#### [Task instructions]
Render the lines between the one holding "Mark one point on every instance of the bare dirt" and the one holding "pixel 206 362", inclusive, as a Markdown table with the columns Row and Line text. Number each line in order and leave out any blank lines.

#### [Entries supplied]
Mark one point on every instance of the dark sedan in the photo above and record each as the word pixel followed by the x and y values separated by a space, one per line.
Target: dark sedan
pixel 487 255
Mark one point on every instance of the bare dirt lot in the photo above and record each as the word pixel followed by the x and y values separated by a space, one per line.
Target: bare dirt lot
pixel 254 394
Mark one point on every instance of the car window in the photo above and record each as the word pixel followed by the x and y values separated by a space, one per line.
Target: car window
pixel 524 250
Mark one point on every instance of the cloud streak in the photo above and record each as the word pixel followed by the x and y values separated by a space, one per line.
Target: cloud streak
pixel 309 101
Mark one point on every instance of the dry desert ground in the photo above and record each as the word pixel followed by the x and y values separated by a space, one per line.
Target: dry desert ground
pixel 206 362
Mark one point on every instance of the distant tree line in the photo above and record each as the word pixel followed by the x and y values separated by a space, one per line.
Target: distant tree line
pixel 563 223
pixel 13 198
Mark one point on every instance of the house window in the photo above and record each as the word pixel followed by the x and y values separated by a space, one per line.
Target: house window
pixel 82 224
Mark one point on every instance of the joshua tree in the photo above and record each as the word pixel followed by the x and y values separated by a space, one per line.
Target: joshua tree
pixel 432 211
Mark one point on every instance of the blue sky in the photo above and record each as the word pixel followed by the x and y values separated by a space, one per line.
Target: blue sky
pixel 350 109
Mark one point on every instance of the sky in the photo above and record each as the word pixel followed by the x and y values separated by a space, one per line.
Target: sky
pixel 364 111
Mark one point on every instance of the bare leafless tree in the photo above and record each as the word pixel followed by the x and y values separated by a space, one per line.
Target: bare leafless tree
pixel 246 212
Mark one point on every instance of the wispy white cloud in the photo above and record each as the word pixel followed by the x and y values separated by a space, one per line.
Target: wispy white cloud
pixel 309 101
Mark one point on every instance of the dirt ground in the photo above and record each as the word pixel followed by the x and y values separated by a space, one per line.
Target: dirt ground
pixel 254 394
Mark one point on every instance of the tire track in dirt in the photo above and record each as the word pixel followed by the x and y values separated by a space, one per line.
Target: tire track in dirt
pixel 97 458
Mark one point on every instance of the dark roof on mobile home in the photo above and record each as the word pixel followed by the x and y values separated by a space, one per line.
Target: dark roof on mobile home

#### [Written solution]
| Row | Line text |
|---|---|
| 1 | Mark one point on every instance of the bare dirt lot in the photo above and record each as the word pixel followed by the x and y values separated by a space, one per line. |
| 2 | Target: bare dirt lot |
| 3 | pixel 254 394 |
| 4 | Mark one point on every instance of the car window in the photo above and record each as the word pixel followed by the x and y values separated by a space, one per line. |
| 5 | Target: car window |
| 6 | pixel 524 250 |
| 7 | Mark one point on every instance of the cloud streak in the photo above and record each as the word pixel followed by the x and y values separated by a space, one per line. |
| 8 | Target: cloud streak |
| 9 | pixel 309 101 |
| 10 | Mark one point on every instance of the dry desert ground in the photo above and record each as the word pixel followed by the x and y values separated by a space, one per line. |
| 11 | Target: dry desert ground |
| 12 | pixel 206 362 |